TASK PROMPT
Copy the data below word for word, from the line containing "Where can you see the valley" down to the line containing "column 163, row 188", including both of those lines.

▬▬▬

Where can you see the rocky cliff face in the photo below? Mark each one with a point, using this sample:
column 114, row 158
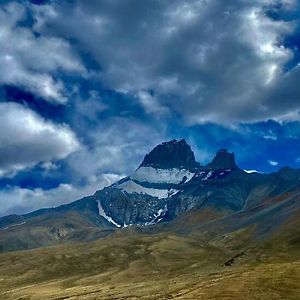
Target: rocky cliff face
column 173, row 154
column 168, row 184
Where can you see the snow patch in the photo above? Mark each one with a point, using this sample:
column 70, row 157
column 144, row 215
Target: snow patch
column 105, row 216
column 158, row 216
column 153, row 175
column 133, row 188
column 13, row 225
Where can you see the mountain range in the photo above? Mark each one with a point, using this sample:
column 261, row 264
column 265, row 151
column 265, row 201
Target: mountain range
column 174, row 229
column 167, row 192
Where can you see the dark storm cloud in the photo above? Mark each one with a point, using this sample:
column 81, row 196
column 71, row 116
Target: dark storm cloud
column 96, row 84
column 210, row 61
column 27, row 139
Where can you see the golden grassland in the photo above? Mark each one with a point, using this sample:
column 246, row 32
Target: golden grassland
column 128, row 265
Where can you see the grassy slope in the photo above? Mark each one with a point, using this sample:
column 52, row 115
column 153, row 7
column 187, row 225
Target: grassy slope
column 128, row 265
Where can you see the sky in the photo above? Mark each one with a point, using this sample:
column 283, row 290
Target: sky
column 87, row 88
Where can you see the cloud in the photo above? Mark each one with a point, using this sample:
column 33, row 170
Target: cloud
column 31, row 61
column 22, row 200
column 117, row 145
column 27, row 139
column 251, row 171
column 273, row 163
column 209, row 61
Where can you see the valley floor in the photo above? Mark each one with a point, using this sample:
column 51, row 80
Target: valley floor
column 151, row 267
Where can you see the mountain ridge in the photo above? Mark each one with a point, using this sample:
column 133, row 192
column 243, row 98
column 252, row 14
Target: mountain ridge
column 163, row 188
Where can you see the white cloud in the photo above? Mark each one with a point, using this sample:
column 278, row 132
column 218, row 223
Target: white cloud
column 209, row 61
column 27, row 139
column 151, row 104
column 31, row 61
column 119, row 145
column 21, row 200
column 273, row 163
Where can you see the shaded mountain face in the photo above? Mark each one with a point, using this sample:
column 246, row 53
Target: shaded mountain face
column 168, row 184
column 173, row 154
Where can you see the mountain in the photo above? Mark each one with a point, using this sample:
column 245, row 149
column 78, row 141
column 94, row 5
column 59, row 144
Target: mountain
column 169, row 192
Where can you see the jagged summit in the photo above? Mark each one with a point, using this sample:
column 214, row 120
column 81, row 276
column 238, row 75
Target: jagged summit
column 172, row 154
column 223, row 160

▬▬▬

REPLY
Where can you see the valley floor in the photo above? Mark each one with a point, using this sample:
column 51, row 80
Target: valley floor
column 151, row 267
Where can you see the mountain ridge in the photo above? Mark each one with a point, using this sample:
column 133, row 192
column 243, row 98
column 252, row 14
Target: mountain ridge
column 163, row 188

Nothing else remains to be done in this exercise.